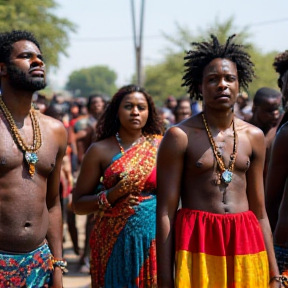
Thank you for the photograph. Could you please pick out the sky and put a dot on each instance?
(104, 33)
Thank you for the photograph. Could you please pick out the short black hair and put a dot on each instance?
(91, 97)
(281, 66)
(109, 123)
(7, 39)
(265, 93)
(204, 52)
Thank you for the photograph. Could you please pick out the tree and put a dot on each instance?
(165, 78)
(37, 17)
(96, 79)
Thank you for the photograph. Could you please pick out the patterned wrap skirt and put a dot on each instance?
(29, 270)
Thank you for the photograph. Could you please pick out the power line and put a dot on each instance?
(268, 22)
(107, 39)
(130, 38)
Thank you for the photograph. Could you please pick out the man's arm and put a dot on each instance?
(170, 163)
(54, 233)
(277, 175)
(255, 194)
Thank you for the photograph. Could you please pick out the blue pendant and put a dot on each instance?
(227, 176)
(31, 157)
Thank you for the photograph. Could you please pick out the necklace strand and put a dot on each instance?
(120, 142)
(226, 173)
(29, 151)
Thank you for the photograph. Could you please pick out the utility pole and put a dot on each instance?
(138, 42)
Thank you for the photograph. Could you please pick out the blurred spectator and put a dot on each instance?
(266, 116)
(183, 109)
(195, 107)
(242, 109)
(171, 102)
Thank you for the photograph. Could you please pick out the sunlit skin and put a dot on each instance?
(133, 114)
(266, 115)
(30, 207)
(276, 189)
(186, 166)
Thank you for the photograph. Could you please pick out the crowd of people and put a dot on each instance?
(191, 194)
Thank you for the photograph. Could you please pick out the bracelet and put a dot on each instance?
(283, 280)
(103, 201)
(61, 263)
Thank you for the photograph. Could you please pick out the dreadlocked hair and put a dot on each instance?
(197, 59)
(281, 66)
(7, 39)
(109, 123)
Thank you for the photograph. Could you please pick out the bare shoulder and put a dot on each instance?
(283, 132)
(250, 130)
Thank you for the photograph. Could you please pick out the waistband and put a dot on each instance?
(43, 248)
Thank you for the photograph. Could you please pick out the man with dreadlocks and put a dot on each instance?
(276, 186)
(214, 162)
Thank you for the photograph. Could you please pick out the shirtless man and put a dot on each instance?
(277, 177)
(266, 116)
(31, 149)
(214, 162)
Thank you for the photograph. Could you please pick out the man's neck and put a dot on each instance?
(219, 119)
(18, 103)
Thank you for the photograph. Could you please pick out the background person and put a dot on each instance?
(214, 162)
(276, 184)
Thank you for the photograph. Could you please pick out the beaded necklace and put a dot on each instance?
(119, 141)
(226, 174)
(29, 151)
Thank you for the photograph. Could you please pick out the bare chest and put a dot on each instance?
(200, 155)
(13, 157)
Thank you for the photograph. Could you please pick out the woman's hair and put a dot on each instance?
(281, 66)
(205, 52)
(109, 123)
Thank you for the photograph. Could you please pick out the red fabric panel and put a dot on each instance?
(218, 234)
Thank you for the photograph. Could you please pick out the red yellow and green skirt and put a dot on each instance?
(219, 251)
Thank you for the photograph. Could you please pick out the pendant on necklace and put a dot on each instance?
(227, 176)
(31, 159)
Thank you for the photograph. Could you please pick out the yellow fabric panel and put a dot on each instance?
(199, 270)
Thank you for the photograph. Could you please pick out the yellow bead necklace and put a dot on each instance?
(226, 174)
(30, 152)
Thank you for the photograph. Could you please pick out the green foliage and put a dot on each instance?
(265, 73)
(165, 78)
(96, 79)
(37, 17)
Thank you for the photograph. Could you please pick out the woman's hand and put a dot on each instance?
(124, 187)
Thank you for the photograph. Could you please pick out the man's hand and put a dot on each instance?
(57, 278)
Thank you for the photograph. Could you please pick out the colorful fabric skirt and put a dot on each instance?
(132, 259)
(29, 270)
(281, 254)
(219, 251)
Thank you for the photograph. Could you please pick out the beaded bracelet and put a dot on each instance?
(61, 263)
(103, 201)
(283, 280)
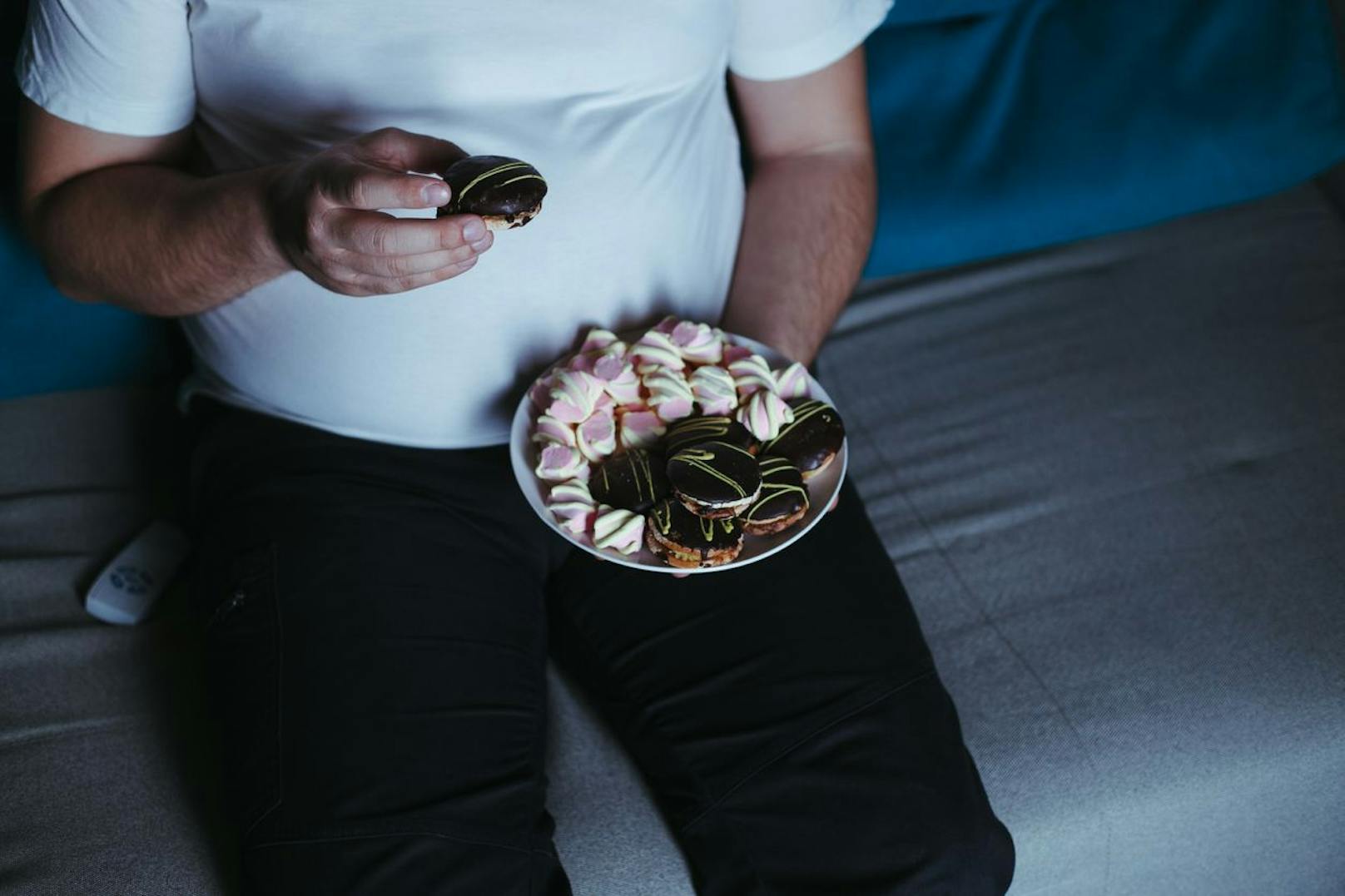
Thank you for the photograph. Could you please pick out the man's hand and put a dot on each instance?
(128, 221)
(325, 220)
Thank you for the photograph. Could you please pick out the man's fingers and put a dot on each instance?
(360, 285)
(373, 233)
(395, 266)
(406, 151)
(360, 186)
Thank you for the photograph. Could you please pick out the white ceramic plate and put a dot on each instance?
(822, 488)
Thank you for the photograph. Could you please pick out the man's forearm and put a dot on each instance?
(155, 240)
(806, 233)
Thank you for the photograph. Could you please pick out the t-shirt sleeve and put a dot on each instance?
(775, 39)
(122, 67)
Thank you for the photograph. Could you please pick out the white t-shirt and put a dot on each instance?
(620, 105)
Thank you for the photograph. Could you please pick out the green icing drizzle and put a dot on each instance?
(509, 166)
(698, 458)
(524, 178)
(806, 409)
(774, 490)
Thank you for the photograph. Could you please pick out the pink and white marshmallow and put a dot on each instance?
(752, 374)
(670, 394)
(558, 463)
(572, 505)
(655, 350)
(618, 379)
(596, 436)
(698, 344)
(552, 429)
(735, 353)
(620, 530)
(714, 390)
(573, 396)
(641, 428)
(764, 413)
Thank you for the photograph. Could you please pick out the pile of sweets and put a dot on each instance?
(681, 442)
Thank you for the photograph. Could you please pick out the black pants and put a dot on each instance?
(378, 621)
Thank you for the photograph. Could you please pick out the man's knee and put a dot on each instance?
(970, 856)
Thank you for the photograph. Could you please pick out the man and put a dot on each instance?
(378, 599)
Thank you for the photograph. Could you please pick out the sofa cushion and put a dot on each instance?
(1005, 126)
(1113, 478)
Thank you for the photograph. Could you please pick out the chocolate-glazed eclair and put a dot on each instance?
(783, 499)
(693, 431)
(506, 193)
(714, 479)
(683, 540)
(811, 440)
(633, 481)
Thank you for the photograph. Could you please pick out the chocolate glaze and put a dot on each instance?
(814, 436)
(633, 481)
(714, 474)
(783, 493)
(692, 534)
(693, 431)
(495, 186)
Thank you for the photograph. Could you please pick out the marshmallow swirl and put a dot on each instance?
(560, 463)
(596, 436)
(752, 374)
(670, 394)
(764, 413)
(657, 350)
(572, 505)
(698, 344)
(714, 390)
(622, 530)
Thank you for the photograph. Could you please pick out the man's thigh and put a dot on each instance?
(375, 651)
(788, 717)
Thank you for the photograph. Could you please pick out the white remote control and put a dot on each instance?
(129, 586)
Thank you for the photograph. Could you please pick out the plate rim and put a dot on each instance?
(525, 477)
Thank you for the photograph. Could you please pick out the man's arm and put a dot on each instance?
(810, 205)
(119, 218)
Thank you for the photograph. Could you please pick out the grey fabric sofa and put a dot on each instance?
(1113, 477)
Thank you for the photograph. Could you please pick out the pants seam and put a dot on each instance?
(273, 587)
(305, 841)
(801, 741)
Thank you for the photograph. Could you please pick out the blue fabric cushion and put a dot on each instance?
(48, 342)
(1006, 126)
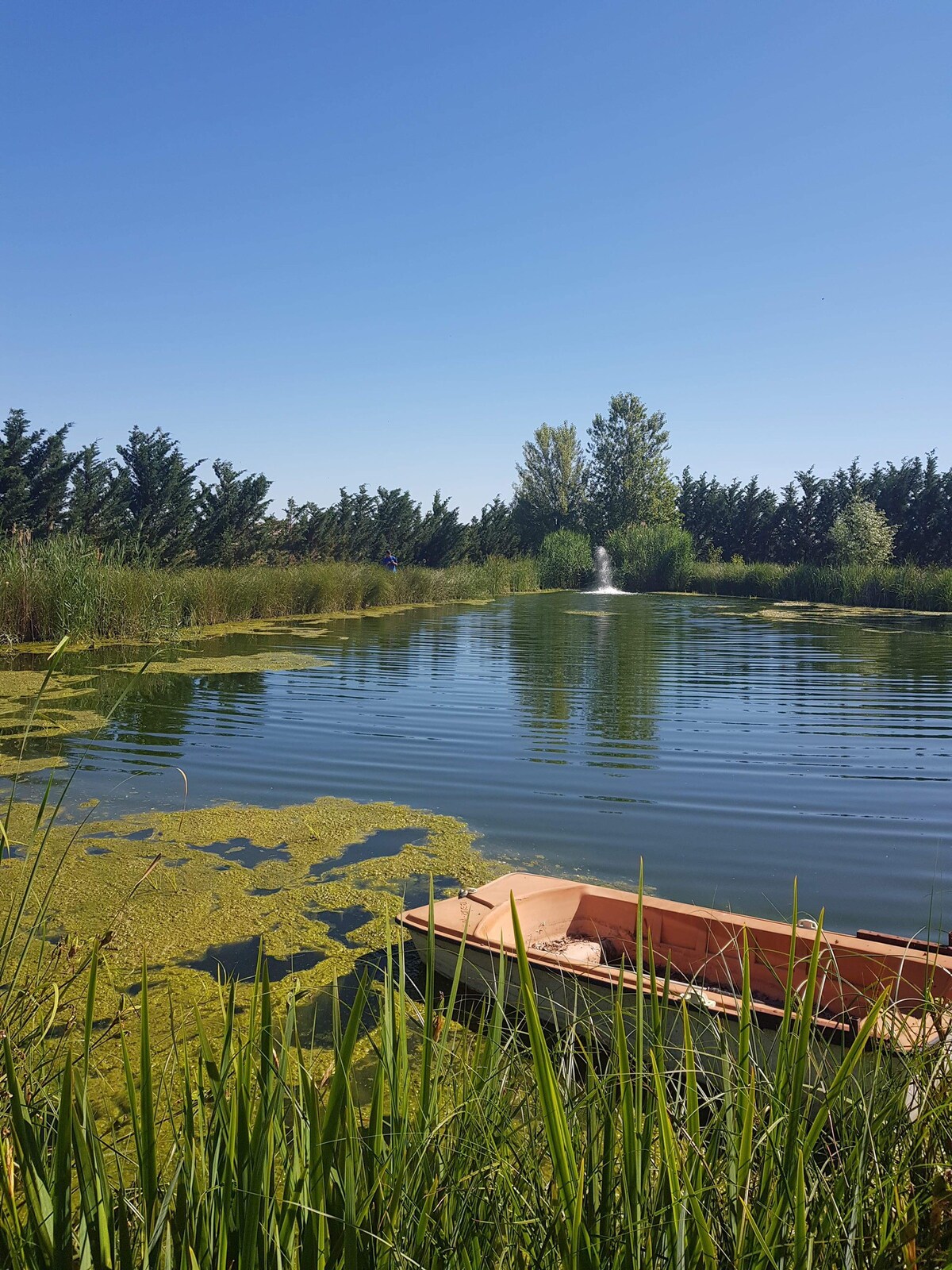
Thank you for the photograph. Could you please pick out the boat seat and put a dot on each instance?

○ ○ ○ ○ ○

Given request
Omit all pictures while transcribing the entries verbatim.

Output of the task
Thank you for the photograph. Could you please pick out the sky and put a dot on each instance?
(104, 33)
Thank you for the photograph. Could you please pick out the short black hair and put a dot on each instance?
(91, 97)
(281, 66)
(109, 123)
(7, 39)
(265, 93)
(204, 52)
Thank you for the photograph. Could you please pick out the tree and put a dot on each instance?
(165, 78)
(37, 17)
(96, 79)
Thank you for the photograph. Could you please pick out the patterned wrap skirt and put a dot on each instance?
(29, 270)
Thank you for the photograph. Could you please pick out the power line and put a dot on each instance?
(268, 22)
(107, 39)
(130, 38)
Thank you for the photograph. Could you please pick out the man's arm and put a dot on each instance?
(170, 163)
(54, 233)
(277, 175)
(255, 194)
Thank you for the photograph. Could you please pick out the blue pendant and put a dot on each instance?
(227, 176)
(31, 157)
Thank you for the photograph. Could you please pick out the necklace strand and put a dot on each instance?
(120, 142)
(226, 173)
(29, 151)
Thank you for the photograph. Could you please pick out the utility pole and put a dot on each instance?
(138, 42)
Thank you for the photograph. Could you please pick out the blurred spectator and put a dot on each instance?
(266, 116)
(183, 109)
(195, 107)
(242, 109)
(171, 102)
Thank you for the photograph. Could you please pick out the sunlit skin and put a dot on each instance?
(133, 114)
(266, 115)
(30, 207)
(276, 189)
(186, 166)
Thank you for the photograph. Could you please pick out the crowd of people and put a dot on each instance?
(191, 194)
Thank you for the photograph. Could you please pick out the bracelet and put a dot on each instance?
(283, 280)
(103, 201)
(61, 263)
Thank you for the photograph. Could you please pick out the dreadlocked hair and put a dot on each instance?
(197, 59)
(281, 66)
(7, 39)
(109, 123)
Thank you for the photograph. Could you please pick out the bare shoulder and put a dot on each instance?
(283, 132)
(250, 130)
Thank you for the photograph. Could you please pick out the waistband and put a dot on each instance?
(43, 248)
Thank you for the photograph. Could you please pick out the man with dreadlocks and put a dot on each instance?
(276, 186)
(214, 162)
Thank you for the photograph. Could you please pick out the shirtless man and put a dot on each instance?
(277, 177)
(266, 116)
(31, 149)
(214, 162)
Thank you for the photograph. Could you please pick out the man's neck and put a dot on each instance?
(219, 119)
(18, 103)
Thank you for the photograph. Could you please pick out the background person and put a dot on each instance?
(214, 162)
(276, 184)
Thank you for the photograph. Could you please pick out the beaded necklace and put a dot on each instance?
(119, 141)
(226, 174)
(29, 151)
Thank you for the photograph. Could you please pick out the bare chest and put a dot on each instance?
(200, 155)
(13, 157)
Thank you for the photograph. Could you please pick out the woman's hair and put a dot on each instance?
(281, 66)
(205, 52)
(109, 123)
Thank you for the photograph. Could you please pick out the red fabric panel and put a dot on each instance?
(218, 234)
Thank you for the photograph. Could you please pick out the red yellow and green skirt and put a dot on each instance?
(219, 251)
Thank you for the photograph. Could you please pick out the pendant on necklace and put a dot on each instance?
(227, 176)
(31, 159)
Thank you for the photograph. Could you please pick out the yellow fabric panel and put a dot on each instance?
(199, 270)
Thank you for the photograph. Could you please pick out the yellow bead necklace and put a dot on each instance?
(226, 174)
(30, 152)
Thank you for the photograph. Could you please pick out the green foliage and put a dot on each instance?
(265, 73)
(165, 78)
(96, 79)
(37, 17)
Thank you for the photograph. Could you please pick out the woman's hand and put a dot on each instance?
(124, 187)
Thank you for the photograph. Could you please pick out the man's hand and put a dot on each instance?
(57, 278)
Thank you for the photograph. Could you please pick out the colorful fabric skirt and put a dot on each instance?
(132, 259)
(29, 270)
(281, 254)
(219, 251)
Thank you for the photograph. Could you please pick out the beaded bracelet and put a dot on each instance?
(61, 263)
(103, 201)
(283, 280)
Thank you for the photograph. Could you please pick out the man's hand and put a dot on each instance?
(128, 221)
(325, 220)
Thank you for the photograph. Could you please pick out the man's fingers and put a dot on each instance?
(360, 285)
(373, 233)
(395, 266)
(406, 151)
(360, 186)
Thank you for the photograph. Could you please pick out the white ceramic plate and put a dot on each instance?
(822, 488)
Thank you for the photograph. Could you please pick out the man's forearm and put a dot on each instance?
(155, 240)
(806, 233)
Thank you for the photograph. Could you please pick out the t-shirt sleeve and put a dot on each instance?
(775, 39)
(122, 67)
Thank you for the photograph. Could you please pick out the white t-shirt and put a dot on each instance?
(620, 105)
Thank you for the photograph. Could you please pick out the green icing drizzle and put a dot on each instance?
(509, 166)
(698, 458)
(524, 178)
(806, 409)
(774, 490)
Thank you for the photograph. Could you please pick out the pink and white marshmallow and put a dot on each instance?
(752, 374)
(670, 394)
(558, 463)
(572, 505)
(655, 350)
(618, 379)
(596, 436)
(698, 344)
(552, 429)
(735, 353)
(620, 530)
(714, 390)
(573, 396)
(641, 428)
(764, 413)
Thank you for the photograph. Could you please pick out the pile of sweets and put a dot on each instance?
(681, 442)
Thank you for the photograph. Could you please pick out the black pants and put a dot on each instance?
(378, 621)
Thank you for the photograph. Could you please pick out the man's knee and put a dot on each instance?
(970, 856)
Thank you for the photograph. Could you please pick out the man and put a dot on each instance?
(378, 599)
Thank you for the photograph. Could you please pick out the sofa cushion and put a dot on each instance?
(1005, 126)
(1113, 478)
Thank you for the photograph. Could you please pick out the chocolate-glazed eclair and put a dot on each instance?
(783, 499)
(693, 431)
(506, 193)
(714, 479)
(683, 540)
(811, 440)
(633, 481)
Thank you for the photograph. Could you please pick out the chocolate glaze and put a dot on each instance?
(814, 436)
(633, 481)
(714, 474)
(783, 493)
(692, 534)
(693, 431)
(495, 186)
Thank you for the photograph. Could you please pick out the marshmallow swirl and put a dot on each instance?
(560, 463)
(596, 436)
(752, 374)
(670, 394)
(764, 413)
(657, 350)
(572, 505)
(698, 344)
(714, 390)
(622, 530)
Thank you for the photograph. Could you please pick out the man's thigh and put a dot on each instance?
(375, 651)
(788, 717)
Thank you for the photograph. Could you please pick out the white remote control and put a dot on each instance?
(129, 586)
Thank you for the photograph. Could you please pick out the plate rim and put a dot on each instance?
(525, 477)
Thank you for the photograph. Could you please pick out the man's arm and put a dot on each instance?
(810, 205)
(119, 218)
Thank you for the photograph. Could you please pick out the grey fabric sofa and put a dot on each instance?
(1113, 477)
Thank you for the photograph. Could you please pick out the pants seam and put a dot on each instance?
(273, 587)
(305, 841)
(801, 741)
Thank you for the photograph. Could you please pick out the blue fabric cushion and put a dot on each instance?
(48, 342)
(1006, 126)
Thank you for the photograph. Could you please pick out the boat seat and put a dot on each instance?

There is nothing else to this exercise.